The lines below starting at the line containing "Target: white water rapids" and ending at the line containing "Target: backpack" are to be repeated exactly, with both ends kept and nothing else added.

▶ [Dataset entries]:
__________

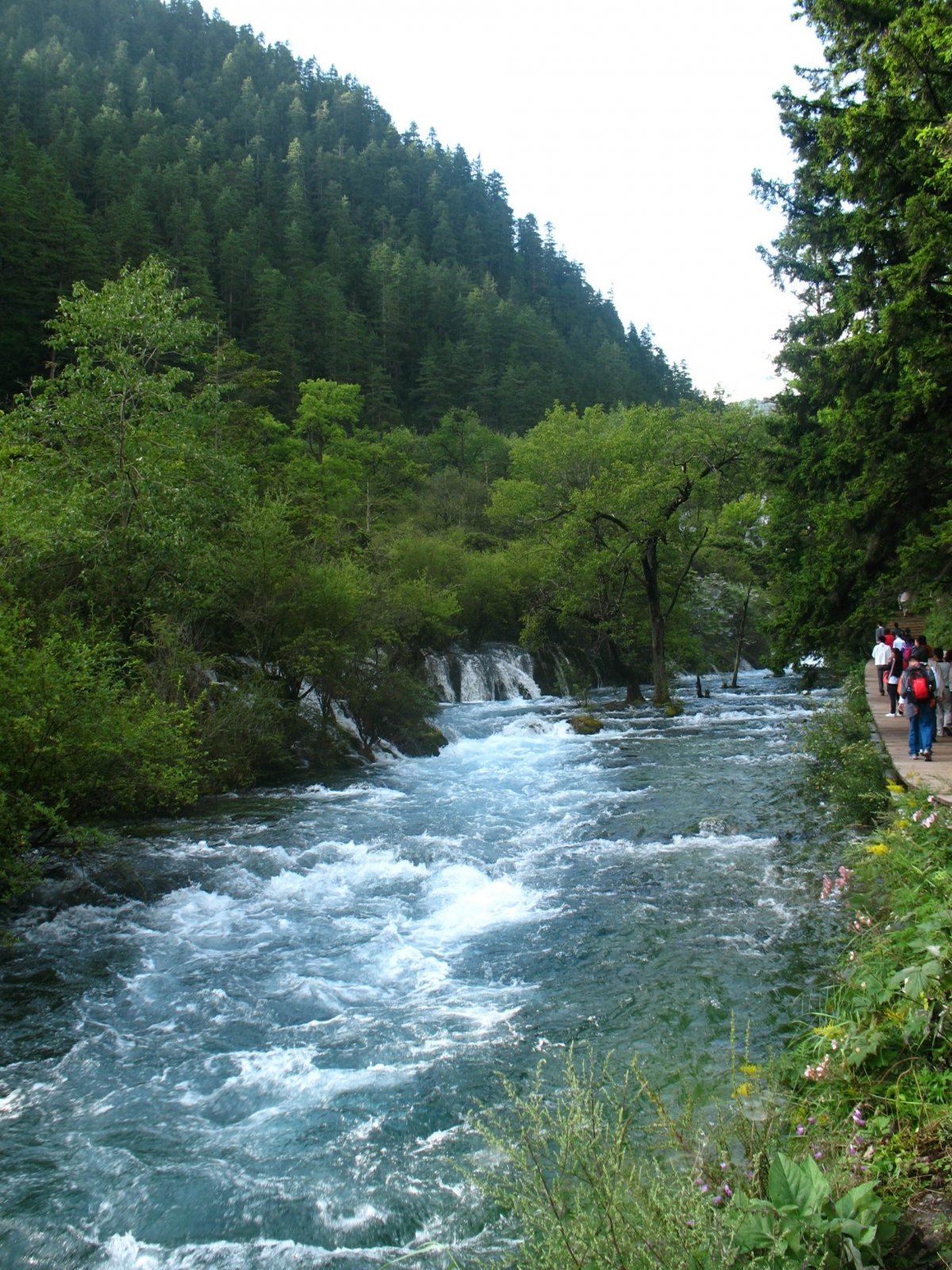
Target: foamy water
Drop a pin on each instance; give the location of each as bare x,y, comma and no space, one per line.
257,1045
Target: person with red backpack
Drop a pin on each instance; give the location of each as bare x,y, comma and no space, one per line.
919,691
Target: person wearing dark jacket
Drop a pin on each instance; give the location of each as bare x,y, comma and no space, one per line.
919,695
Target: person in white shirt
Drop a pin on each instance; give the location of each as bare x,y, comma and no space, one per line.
881,656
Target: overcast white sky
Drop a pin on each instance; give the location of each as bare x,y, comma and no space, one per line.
631,125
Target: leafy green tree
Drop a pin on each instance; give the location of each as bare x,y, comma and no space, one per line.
867,249
111,484
624,502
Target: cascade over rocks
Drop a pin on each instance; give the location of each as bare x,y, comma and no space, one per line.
495,672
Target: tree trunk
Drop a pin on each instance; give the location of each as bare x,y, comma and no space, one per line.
740,637
653,594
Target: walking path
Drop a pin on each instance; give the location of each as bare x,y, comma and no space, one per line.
936,776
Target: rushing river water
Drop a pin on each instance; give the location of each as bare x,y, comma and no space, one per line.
259,1048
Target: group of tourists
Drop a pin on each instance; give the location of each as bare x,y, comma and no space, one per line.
917,679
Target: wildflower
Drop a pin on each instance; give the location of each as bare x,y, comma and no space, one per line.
816,1073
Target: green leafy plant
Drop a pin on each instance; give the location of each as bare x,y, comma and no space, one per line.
800,1225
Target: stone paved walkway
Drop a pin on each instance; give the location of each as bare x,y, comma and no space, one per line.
936,776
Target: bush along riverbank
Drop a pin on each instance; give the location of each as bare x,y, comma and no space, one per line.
837,1156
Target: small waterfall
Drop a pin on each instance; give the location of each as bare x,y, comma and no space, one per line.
497,672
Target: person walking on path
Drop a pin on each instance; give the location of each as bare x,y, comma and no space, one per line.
881,656
942,670
894,673
919,695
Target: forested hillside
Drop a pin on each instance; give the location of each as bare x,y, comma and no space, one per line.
266,365
315,234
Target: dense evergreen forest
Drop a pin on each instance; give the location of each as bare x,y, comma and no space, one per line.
292,399
313,233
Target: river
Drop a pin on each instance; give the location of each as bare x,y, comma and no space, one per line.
257,1041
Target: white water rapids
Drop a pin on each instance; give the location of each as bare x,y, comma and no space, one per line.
255,1039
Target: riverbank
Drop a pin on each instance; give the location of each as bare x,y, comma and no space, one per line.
839,1155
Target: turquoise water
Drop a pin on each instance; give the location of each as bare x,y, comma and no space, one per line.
259,1045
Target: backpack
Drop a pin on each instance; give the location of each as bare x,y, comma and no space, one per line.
920,690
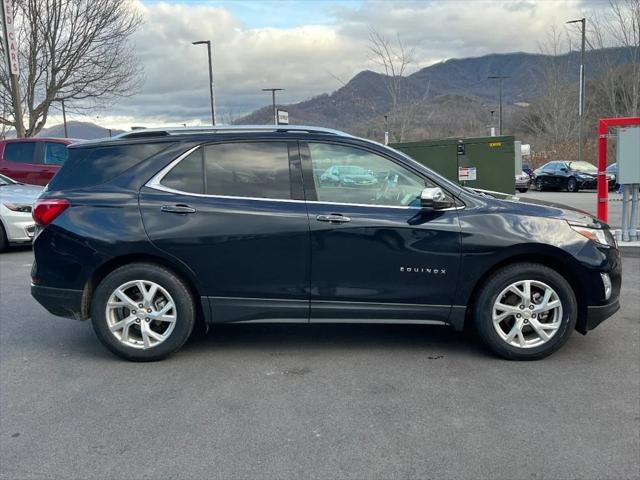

__________

▶ [Answer section]:
Target: white water rapids
Drop a pin on each instance; give the location of each as bare x,y, comma and no space, one per line.
255,1039
Target: riverbank
Drop a pin on each instance; give the location of each as bare x,y, comma and no space, one per line.
839,1155
Target: turquoise water
Drop a pin on each instance; give the location of each as bare x,y, comma and no space, one per line.
259,1045
Target: backpack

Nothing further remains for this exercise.